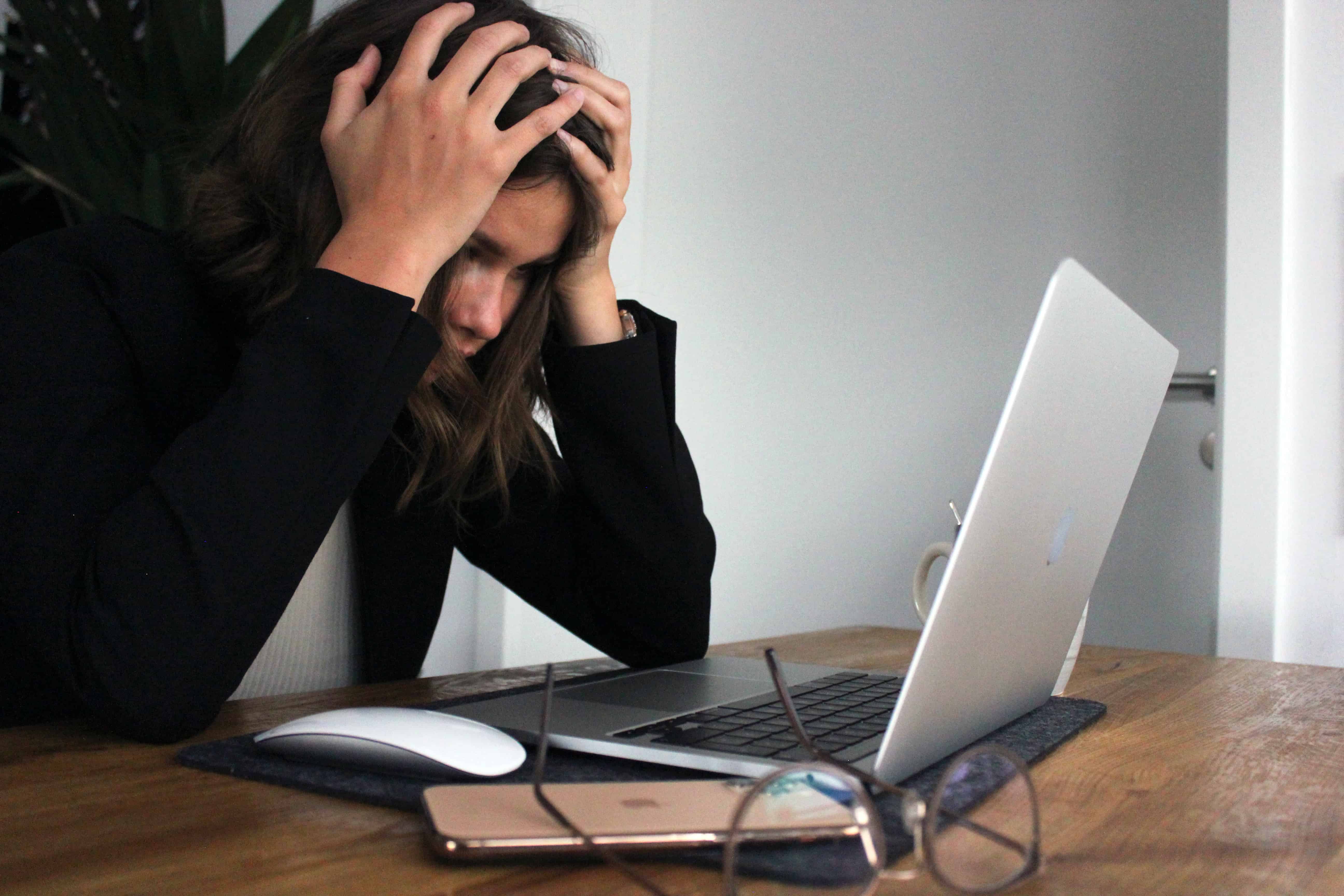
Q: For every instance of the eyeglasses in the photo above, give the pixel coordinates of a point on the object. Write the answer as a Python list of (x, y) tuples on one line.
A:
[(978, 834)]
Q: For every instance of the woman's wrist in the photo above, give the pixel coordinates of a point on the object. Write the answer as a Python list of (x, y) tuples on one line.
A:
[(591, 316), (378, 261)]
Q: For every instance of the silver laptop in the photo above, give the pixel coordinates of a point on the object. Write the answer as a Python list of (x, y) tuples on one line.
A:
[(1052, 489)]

=====

▶ _Exercise directions_
Each line from the one with "Q: For every instance of the silver" to the end of the material should be duplicated exactly, and no other line.

▶ _Exercise answer_
Q: For every instance of the silver laptop in the photo above, give the pixel coordinates of a point on the object. Write the answer as a Python list of (x, y) tuples on one line.
A:
[(1052, 489)]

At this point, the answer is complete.